--- AIM ---
Please copy the lines below, substituting "give bounding boxes" for each "supply box coordinates" and keeping everything else unchanged. Omit the pictures from your copy.

--- RECORD LIST ---
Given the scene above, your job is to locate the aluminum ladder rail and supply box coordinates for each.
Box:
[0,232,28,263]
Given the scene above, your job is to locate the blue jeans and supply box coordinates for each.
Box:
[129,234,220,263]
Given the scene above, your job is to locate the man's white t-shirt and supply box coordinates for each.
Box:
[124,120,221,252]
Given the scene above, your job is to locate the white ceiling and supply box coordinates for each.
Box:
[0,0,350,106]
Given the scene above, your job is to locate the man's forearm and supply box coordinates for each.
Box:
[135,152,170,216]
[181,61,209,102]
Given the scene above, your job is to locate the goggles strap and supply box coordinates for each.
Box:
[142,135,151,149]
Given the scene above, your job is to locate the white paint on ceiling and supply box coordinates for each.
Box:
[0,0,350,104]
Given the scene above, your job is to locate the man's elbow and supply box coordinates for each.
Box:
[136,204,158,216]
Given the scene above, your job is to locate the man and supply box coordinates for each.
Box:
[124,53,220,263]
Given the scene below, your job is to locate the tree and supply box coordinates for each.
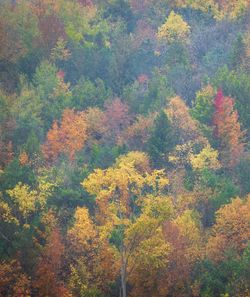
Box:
[82,152,171,297]
[157,10,190,43]
[147,111,176,168]
[0,260,31,297]
[42,109,87,162]
[32,228,72,297]
[213,89,244,167]
[102,98,131,143]
[207,196,250,262]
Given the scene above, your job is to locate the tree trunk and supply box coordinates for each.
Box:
[121,248,127,297]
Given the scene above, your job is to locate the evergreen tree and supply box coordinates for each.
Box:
[147,111,176,168]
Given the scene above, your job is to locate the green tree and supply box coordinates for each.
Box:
[147,111,175,168]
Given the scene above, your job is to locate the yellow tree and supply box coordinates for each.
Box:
[157,11,190,43]
[207,196,250,261]
[67,207,119,296]
[82,152,171,297]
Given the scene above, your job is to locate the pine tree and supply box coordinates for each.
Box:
[147,111,175,168]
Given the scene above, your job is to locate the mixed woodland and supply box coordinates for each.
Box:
[0,0,250,297]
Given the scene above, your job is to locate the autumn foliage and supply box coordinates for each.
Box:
[213,89,244,167]
[42,109,87,161]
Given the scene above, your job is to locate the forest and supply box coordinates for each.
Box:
[0,0,250,297]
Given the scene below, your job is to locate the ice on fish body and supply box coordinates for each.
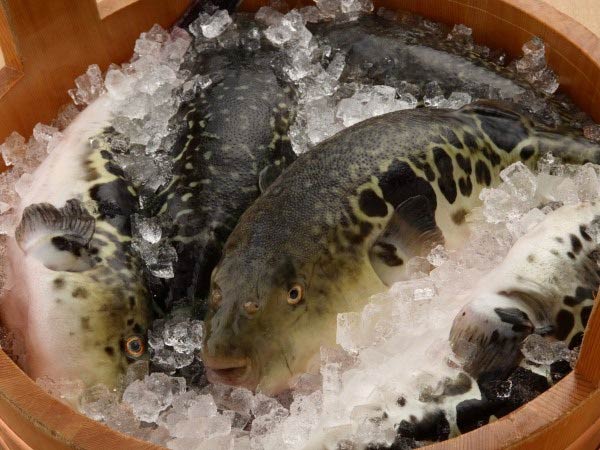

--- WRITTEN RESPONSE ---
Given the scene above, your job is to locate the aluminum ladder rail and give bounding boxes for each.
Box:
[0,232,28,263]
Given the scene above, your job is to locate the blue jeans and give bounding boxes for each.
Box:
[129,234,220,263]
Given the scene above, your job is to locate the man's white t-shirt and give bounding boxes for each.
Box:
[124,120,221,252]
Given the scene above, your job is to locate the white ceiling and give bounding boxes for each.
Box:
[0,0,350,106]
Given the scene above, your job is to locate the man's forearm and give bounding boxes for each.
Box:
[135,152,170,216]
[181,61,209,102]
Given the scene above, your job is to locate the goggles strap and give bounding boxes for each.
Box:
[142,135,151,149]
Given the scene above, your job is to locate the white paint on ceiling and give bounding boxes for each.
Box:
[0,0,350,104]
Given the scene above, your job is to locate the man's elbow and give bounding boxes for each.
Box:
[136,204,158,216]
Given the scene above, your job is to locate the man and give bounding boxes for each.
Box:
[124,53,220,263]
Given the scene below, your job is to locate the tree and give bounding boxes for each.
Box:
[82,152,171,297]
[157,10,190,43]
[147,111,176,168]
[0,260,31,297]
[42,109,87,162]
[32,228,72,297]
[213,89,244,167]
[102,98,131,143]
[207,196,250,262]
Given the scene above, your job is to locate the tree trunk and give bounding boxes for each.
Box:
[121,248,127,297]
Given the scene above, your job is to locate the evergreen tree and give bounding boxes for each.
Box:
[147,111,176,168]
Given the scene above, your job is to locate the green tree and give bounding boxes for each.
Box:
[147,111,175,168]
Given the scene above, your job is to locate the yellow tree and give bounding boxes for each.
Box:
[157,11,190,43]
[207,196,250,261]
[67,207,119,296]
[82,152,171,297]
Given the scene above, your job is to locate the pine tree and give bounding boxes for each.
Box:
[147,111,175,168]
Given the scene above, your job is to locate the mixed woodland and give bounding boxes for each.
Box:
[0,0,250,297]
Given the scene above, your job is to locate the autumn foliage and give bounding boxes for each.
Box:
[213,89,244,167]
[42,109,87,161]
Given the scene above, your job is to locate the forest and give bounding boxes for each.
Box:
[0,0,250,297]
Given the scene below, your job is to locate the ice on fish body and give bounding boxes for each.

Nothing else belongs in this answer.